Records of labeled points:
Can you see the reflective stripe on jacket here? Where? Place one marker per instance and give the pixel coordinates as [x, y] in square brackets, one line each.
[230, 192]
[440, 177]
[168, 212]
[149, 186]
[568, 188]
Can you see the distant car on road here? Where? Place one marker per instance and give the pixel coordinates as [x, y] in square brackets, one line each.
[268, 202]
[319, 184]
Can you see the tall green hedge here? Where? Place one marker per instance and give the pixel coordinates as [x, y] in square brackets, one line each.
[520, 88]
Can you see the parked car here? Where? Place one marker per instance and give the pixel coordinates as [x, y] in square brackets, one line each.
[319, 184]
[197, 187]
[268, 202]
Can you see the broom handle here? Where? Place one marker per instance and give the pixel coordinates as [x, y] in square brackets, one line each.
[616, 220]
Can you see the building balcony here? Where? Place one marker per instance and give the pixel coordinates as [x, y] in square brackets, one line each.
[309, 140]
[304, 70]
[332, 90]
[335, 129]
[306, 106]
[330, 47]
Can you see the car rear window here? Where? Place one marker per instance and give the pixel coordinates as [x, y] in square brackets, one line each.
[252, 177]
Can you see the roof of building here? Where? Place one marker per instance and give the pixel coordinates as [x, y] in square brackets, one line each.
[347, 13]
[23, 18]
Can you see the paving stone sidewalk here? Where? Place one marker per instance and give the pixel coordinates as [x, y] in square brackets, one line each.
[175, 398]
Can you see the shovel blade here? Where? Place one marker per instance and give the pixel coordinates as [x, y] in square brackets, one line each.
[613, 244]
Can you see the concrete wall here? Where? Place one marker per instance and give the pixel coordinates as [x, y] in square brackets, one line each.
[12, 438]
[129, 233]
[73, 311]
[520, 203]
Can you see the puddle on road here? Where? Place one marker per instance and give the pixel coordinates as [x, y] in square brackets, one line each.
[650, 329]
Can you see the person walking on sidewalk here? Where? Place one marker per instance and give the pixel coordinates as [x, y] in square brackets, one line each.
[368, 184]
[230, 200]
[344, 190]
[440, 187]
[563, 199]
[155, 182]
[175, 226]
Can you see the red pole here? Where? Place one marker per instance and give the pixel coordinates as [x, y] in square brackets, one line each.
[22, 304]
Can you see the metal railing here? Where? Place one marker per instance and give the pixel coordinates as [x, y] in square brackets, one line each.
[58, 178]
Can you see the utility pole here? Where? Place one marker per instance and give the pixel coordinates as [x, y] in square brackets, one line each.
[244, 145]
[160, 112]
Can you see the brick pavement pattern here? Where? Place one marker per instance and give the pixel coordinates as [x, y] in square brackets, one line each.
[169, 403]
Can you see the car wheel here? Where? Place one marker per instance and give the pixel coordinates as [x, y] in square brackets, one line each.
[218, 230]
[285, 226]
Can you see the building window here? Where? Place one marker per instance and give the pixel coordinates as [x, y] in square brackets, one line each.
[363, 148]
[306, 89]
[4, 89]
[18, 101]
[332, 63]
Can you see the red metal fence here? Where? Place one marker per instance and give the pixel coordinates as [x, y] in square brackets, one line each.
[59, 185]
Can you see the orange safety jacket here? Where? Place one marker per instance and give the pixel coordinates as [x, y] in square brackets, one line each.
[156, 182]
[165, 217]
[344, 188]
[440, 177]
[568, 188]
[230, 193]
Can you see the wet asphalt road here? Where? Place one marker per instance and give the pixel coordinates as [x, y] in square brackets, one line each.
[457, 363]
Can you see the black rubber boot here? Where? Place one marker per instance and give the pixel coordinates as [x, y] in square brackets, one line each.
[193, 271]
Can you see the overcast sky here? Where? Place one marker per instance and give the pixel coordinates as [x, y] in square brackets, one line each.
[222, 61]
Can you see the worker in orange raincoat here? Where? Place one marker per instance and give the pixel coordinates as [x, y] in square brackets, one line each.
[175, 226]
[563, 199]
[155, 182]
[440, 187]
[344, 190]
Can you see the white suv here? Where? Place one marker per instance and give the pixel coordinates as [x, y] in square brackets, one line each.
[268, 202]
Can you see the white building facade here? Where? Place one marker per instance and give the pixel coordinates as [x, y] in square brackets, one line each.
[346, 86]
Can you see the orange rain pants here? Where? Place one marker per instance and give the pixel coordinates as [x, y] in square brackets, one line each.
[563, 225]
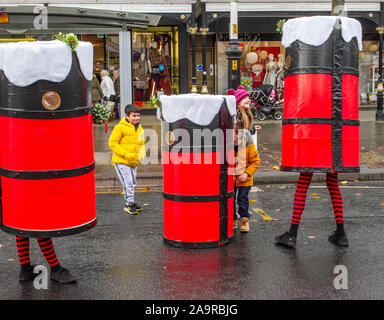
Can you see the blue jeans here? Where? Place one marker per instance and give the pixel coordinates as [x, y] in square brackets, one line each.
[241, 196]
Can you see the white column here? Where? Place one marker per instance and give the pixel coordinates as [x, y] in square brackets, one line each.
[125, 51]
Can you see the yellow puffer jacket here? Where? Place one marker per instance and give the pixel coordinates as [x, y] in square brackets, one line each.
[127, 143]
[247, 160]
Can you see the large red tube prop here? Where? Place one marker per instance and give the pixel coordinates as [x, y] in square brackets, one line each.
[320, 119]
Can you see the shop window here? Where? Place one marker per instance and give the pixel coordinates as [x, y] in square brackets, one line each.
[155, 64]
[261, 63]
[368, 72]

§ Problem statement: Update the records above by replacing "pixel coordinates" with "image coordinates" wherever it occurs, keeping everything else the same, and leave the pictures out of your answer.

§ Exercise output:
Can you see the reflective stripe on jacket here? Where? Place one marker per instance and give the image coordinates as [x, y] in square brackets, one line each.
[230, 192]
[440, 177]
[168, 212]
[149, 186]
[568, 188]
Can you see the distant car on road here? Where? Place one marker per instance and give the image coordinates as [x, y] in square brackets, one line each.
[268, 202]
[319, 184]
Can you see the tall green hedge here? Where? Place one marker per instance and give the image coordinates as [x, y] in square brackets, one line each.
[520, 88]
Can you see the parked car here? Where? Place one marker per instance and give the image coordinates as [x, y] in square brackets, one line each.
[319, 184]
[197, 187]
[268, 202]
Can you see the broom handle here? Where? Place one marker per instance and give the image coordinates as [x, y] in square brackets, one line each.
[616, 220]
Can you see the building balcony here? Where? Place one marker per instance and give the image coordinates as [x, y] in square brackets, one line each.
[309, 140]
[304, 70]
[332, 90]
[335, 129]
[306, 106]
[330, 47]
Can you see the car rear window here? Where? Place one marker per instance and give the image coordinates as [x, y] in square brackets, one line each.
[252, 177]
Can you see the roof of building here? Where? Place one marker per instance and give the image coordinates as [x, y] in square brackets, one line each.
[347, 13]
[23, 18]
Can you see the paving stone sidewalk here? Where? Place one marker per instance and give the image coordinates as [x, y] in square brackets, one line each.
[175, 398]
Can you see the shovel blade here? Where? Place one marker per instance and give the image coordinates as [x, y] in square brackets, one line each.
[613, 244]
Can you see the concrete wall here? Where? Place one marker per instance and give the image coordinates as [x, y] in square brackets, one line each.
[12, 438]
[129, 233]
[73, 311]
[520, 203]
Can you see the puddle on road here? Where? Place one marker per instance and give the image coordinates as [x, y] in square brackets, one line each.
[650, 329]
Can you see the person walking on sidewalk here? Where? Place one marker per instance and give the image coordinates as [x, y] in square brackets, one line each.
[368, 184]
[230, 200]
[344, 190]
[440, 187]
[563, 199]
[155, 182]
[175, 226]
Can you see the red pole here? Where? Place one marker per instance and give the image coordinates as [x, y] in square brackets, one line each.
[22, 304]
Can you see the metal railing here? Where? Place one marker per instance and give the image coordinates as [x, y] in square brackets, one line each.
[58, 178]
Can you see the utility pole here? Where? Place one marker per instance and give the image coordinates as [x, y] in square brackets, one line each.
[244, 145]
[160, 112]
Can you see the brick pavement pattern here? Where? Place one marker per instance and give the image coordinates as [x, y] in square brackets, one line each.
[169, 403]
Can you see the car wheel here? Where? Place one marker per instance and give the image coordinates as [x, y] in square brackets, one line each.
[218, 230]
[285, 226]
Can you see the building window here? Where? Place one marker per instance and give the image coordinates as [x, y] in square brackets, one line each.
[363, 148]
[306, 89]
[4, 89]
[18, 101]
[332, 63]
Can you see the red metal fence here? Where? Place one marker per instance and give the image coordinates as [x, y] in square brackets, one line each.
[59, 185]
Can you see the orange safety jacket here? Where? Place one marker per instance and give the image coordinates as [x, y] in square brackets, one line each.
[156, 182]
[165, 217]
[344, 188]
[440, 177]
[568, 188]
[230, 193]
Can you see the wet asphalt road here? Where? Place one marker per instance and give the image coordinates as [x, y] in square brackets, one line each.
[457, 363]
Can you see the black rubber boot here? Where? Place one marker per instance and give the image coordinates as [x, y] in square brackets, one line each.
[193, 271]
Can you see the overcast sky here? Where? Place one marker per instance and give the image coordinates as [x, y] in square brackets, one line each.
[222, 61]
Can you see the worker in orange raincoat here? Where? Place one marker per instance and give the image coordinates as [x, y] in square brackets, one line each.
[175, 226]
[563, 199]
[155, 182]
[440, 187]
[344, 190]
Can you see the white suv here? Where? Place one marker per instance and give the image coordinates as [x, y] in square brackets, one line each.
[268, 202]
Can you see the white building facade here? Where? Place one marker per instance and give the image coordinates as [x, y] in square brackets, one line each.
[346, 86]
Can you see the orange rain pants here? Where? Place one marker per instance and give the image coordinates as [x, y] in square brackets, one line each.
[563, 225]
Can you see the blue jeans here? Where? Place one marker per instance and give the image coordinates as [x, y] in square brackets, one line each.
[241, 196]
Can you see the white column here? Where? Place one marker per instance and give the image coordinates as [x, y] in square brackets, one line each.
[125, 51]
Can you see the yellow puffer jacket here? Where? Place one marker per instance and give the image coordinates as [x, y] in square brackets, one line each.
[127, 143]
[247, 160]
Can you see the large red tube prop here? Where? Place one marker per instance and give the image coordinates as [x, y] in square brackets, one line each.
[320, 119]
Can you see the shop window here? Where? Place one marker per instance and give the image coordinates as [x, y] in square brackets, one line each.
[155, 64]
[261, 63]
[368, 72]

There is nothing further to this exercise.